Collected data:
--

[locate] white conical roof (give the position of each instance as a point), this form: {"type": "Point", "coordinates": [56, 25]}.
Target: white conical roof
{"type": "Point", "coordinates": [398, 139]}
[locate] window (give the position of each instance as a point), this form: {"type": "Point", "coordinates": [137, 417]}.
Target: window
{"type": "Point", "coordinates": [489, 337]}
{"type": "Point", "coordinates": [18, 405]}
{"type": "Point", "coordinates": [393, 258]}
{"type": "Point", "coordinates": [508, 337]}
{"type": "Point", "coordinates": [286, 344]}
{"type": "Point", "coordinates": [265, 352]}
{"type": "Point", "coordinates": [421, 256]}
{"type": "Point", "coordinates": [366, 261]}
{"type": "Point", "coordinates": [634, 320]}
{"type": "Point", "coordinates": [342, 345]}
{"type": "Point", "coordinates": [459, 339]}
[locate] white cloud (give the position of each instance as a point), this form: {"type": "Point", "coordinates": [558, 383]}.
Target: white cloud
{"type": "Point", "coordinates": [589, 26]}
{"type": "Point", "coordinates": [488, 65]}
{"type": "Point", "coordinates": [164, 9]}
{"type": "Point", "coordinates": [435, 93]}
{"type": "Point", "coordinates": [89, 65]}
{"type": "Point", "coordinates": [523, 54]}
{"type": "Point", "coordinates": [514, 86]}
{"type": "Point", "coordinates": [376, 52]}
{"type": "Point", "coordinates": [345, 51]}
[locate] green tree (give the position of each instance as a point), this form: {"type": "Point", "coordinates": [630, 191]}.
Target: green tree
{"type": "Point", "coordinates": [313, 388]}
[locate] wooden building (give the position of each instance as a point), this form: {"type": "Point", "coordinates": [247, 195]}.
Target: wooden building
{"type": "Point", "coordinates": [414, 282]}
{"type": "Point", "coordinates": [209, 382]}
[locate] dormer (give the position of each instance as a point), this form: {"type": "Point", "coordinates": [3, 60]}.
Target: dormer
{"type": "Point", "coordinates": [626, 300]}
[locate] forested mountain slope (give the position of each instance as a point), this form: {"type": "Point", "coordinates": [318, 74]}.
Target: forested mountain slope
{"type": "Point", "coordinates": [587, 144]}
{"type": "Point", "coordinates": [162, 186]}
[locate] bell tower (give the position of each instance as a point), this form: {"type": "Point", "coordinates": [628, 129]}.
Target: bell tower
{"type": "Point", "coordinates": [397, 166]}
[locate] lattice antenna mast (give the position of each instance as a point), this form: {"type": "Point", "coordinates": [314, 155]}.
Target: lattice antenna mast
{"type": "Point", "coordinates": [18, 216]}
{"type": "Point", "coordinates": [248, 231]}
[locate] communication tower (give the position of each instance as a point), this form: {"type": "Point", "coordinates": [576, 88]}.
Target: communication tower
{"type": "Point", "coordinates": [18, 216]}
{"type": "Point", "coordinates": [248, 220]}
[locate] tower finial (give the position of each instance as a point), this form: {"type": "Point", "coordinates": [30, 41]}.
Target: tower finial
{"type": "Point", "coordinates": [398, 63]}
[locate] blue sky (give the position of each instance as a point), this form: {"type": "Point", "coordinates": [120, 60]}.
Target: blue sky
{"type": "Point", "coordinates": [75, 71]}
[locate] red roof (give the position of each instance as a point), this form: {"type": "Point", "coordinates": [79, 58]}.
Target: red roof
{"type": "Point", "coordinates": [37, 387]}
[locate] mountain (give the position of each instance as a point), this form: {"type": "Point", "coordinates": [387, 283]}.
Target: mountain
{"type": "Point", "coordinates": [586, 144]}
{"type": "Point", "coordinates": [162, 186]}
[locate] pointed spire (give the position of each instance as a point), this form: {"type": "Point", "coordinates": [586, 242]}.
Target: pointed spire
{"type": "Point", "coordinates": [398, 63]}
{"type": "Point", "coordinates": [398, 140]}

--

Rewrite all of the data above, swapping "each instance" for "every instance" wherever it appears and keeping everything else the same.

[locate] white conical roof (give the position of every instance as a point), this form: {"type": "Point", "coordinates": [56, 25]}.
Target: white conical roof
{"type": "Point", "coordinates": [398, 139]}
[locate] window (give the position of every instance as a point), this form: {"type": "Point", "coordinates": [137, 417]}.
Target: window
{"type": "Point", "coordinates": [489, 337]}
{"type": "Point", "coordinates": [18, 405]}
{"type": "Point", "coordinates": [393, 258]}
{"type": "Point", "coordinates": [508, 337]}
{"type": "Point", "coordinates": [286, 344]}
{"type": "Point", "coordinates": [265, 352]}
{"type": "Point", "coordinates": [421, 256]}
{"type": "Point", "coordinates": [366, 261]}
{"type": "Point", "coordinates": [634, 320]}
{"type": "Point", "coordinates": [342, 345]}
{"type": "Point", "coordinates": [459, 339]}
[locate] white cloud (give the position of every instance as a point), this form: {"type": "Point", "coordinates": [558, 383]}.
Target: white cloud
{"type": "Point", "coordinates": [589, 26]}
{"type": "Point", "coordinates": [488, 65]}
{"type": "Point", "coordinates": [164, 9]}
{"type": "Point", "coordinates": [435, 93]}
{"type": "Point", "coordinates": [89, 65]}
{"type": "Point", "coordinates": [523, 54]}
{"type": "Point", "coordinates": [514, 86]}
{"type": "Point", "coordinates": [376, 52]}
{"type": "Point", "coordinates": [345, 51]}
[locate] green tree (give the position of every instance as a point), this form: {"type": "Point", "coordinates": [630, 191]}.
Target: green tree
{"type": "Point", "coordinates": [313, 388]}
[locate] wooden building (give the position of every instance as a point), this form: {"type": "Point", "coordinates": [247, 195]}.
Target: wooden building
{"type": "Point", "coordinates": [414, 282]}
{"type": "Point", "coordinates": [209, 382]}
[locate] dormer (give the position of every instance as a point), this form: {"type": "Point", "coordinates": [3, 60]}.
Target: dormer
{"type": "Point", "coordinates": [626, 300]}
[locate] forested mountain slope (give the position of every instance as a point), this form: {"type": "Point", "coordinates": [318, 74]}.
Target: forested mountain slope
{"type": "Point", "coordinates": [587, 144]}
{"type": "Point", "coordinates": [162, 186]}
[locate] bell tower (give the position of every instance as a point), this form: {"type": "Point", "coordinates": [628, 129]}.
Target: bell tower
{"type": "Point", "coordinates": [397, 166]}
[locate] lattice antenna mast (give the position of every instance as a point), this form: {"type": "Point", "coordinates": [314, 155]}.
Target: lattice antenna mast
{"type": "Point", "coordinates": [18, 216]}
{"type": "Point", "coordinates": [248, 231]}
[locate] communication tower (give the position of every instance as a point), this form: {"type": "Point", "coordinates": [576, 88]}.
Target: communication tower
{"type": "Point", "coordinates": [18, 216]}
{"type": "Point", "coordinates": [248, 220]}
[locate] tower finial (give the position of every instance as a point), this form: {"type": "Point", "coordinates": [30, 41]}.
Target: tower finial
{"type": "Point", "coordinates": [398, 63]}
[locate] blue sky (give the position of every instance as a point), this form: {"type": "Point", "coordinates": [120, 60]}.
Target: blue sky
{"type": "Point", "coordinates": [75, 71]}
[locate] red roof (give the position of every instance as a point), this form: {"type": "Point", "coordinates": [79, 58]}.
Target: red roof
{"type": "Point", "coordinates": [37, 387]}
[locate] mountain (give the position of every instance as a point), this form: {"type": "Point", "coordinates": [387, 283]}.
Target: mountain
{"type": "Point", "coordinates": [586, 144]}
{"type": "Point", "coordinates": [162, 186]}
[locate] pointed spire (give the position of every instance as a point), this form: {"type": "Point", "coordinates": [586, 242]}.
Target: pointed spire
{"type": "Point", "coordinates": [398, 63]}
{"type": "Point", "coordinates": [398, 140]}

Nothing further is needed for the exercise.